START Selected extract

Amazon Web Services (AWS) launched its service in 2006. Organizations could rent virtual computers and storage in the cloud to store their data and run their software applications. When work began in 2012 to build Snowflake’s cloud data warehouse, it was obvious to our founders that Snowflake should run on top of AWS as our first cloud infrastructure partner.
The engineers were working hard to develop our product when the announcement came. AWS launched Redshift—their own data warehouse for the cloud. We were still three years from GA, or becoming “generally available.”
Worse, AWS charged rock-bottom prices for Redshift. It was practically included with the price they charged for their computing-as-a-service, which was the real cost we would have to pass onto our customers for eventually running Snowflake on AWS. This was not a new tactic in the tech industry. Long before the cloud was commercially available, behemoth hardware companies such as IBM created their own databases and structured their pricing to make it look like their software was free to customers. Not long after, in the 1990s, a series of application software companies became the dominant players in their respective sectors within tech. Many of them had solutions that didn’t work well but they had incredible influence over customers and deep pockets to market in ways that obscured their product deficiencies. Either way, these tech vendors had established a history of getting customers to adopt substandard technology in order to close a deal.

END Selected extract
START Given records

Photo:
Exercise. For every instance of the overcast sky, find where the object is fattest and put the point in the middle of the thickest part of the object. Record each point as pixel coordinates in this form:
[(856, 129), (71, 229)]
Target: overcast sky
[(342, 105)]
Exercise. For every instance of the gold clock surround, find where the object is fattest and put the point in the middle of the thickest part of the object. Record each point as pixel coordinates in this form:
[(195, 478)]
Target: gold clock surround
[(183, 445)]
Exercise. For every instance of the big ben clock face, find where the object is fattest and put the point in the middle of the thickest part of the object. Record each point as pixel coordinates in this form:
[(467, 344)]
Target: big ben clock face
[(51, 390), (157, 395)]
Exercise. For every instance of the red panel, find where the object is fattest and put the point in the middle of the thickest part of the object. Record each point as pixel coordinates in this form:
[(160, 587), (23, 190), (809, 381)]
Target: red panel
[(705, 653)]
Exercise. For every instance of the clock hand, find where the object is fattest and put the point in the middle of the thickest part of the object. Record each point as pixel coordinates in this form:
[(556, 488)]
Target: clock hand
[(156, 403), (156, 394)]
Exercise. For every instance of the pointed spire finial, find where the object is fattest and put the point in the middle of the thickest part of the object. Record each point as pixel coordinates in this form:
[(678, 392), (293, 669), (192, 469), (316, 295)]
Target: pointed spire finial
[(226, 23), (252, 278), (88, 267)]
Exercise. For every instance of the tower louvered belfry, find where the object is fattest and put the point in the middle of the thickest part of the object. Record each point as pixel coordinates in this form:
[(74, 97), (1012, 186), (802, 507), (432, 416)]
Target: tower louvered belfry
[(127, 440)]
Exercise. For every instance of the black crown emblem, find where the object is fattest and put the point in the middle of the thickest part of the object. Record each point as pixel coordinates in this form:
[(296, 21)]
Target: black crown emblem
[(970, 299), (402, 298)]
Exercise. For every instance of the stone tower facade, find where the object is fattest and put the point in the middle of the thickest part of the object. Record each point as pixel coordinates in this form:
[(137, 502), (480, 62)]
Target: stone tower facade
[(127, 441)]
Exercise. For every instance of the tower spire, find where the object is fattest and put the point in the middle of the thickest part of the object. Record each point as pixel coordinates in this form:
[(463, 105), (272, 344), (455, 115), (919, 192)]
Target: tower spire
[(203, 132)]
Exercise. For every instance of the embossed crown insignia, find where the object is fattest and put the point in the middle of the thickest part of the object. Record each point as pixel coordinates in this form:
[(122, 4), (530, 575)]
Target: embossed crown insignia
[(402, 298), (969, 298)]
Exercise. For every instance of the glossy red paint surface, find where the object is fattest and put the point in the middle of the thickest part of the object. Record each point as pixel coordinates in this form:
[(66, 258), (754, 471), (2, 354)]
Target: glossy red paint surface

END Given records

*Exercise prompt:* Write the next part of the Snowflake passage, picking up after its final sentence. The material has nothing to do with the Snowflake passage.

*Task output:*
AWS was already the dominant player in cloud computing and storage. Soon after, they took aim at the software stack, offering a data warehouse and additional products. With Redshift commercially available, everyone—including the investor community—thought AWS was going to eat our lunch. “Why would we invest in Snowflake only to have AWS kick the crap out of you?” That was their attitude. Yet, the reality of AWS crushing Snowflake before our product was still in development jarred us. Snowflake Co-Founder Benoit Dageville, who is a world-class database architect, heavily considered the option of packing up and going home. He wouldn’t have been the first tech visionary to realize that even the best product from a startup couldn’t survive whatever came from a behemoth of a competitor.
What AWS revealed about the cloud data market
But then two things emerged that transformed Redshift from being our biggest competitor to the product that helped jumpstart Snowflake’s commercial success. AWS signed more than 1,000 Redshift customers in just nine months. Interestingly, AWS did not acquire these customers from the existing on-premises data warehouse market. They were organizations choosing the cloud, which offered theoretically unlimited amounts of computing and storage. There were smaller organizations that didn’t already have acres of their own on-premises hardware configurations. They didn’t have an aircraft carrier to turn around.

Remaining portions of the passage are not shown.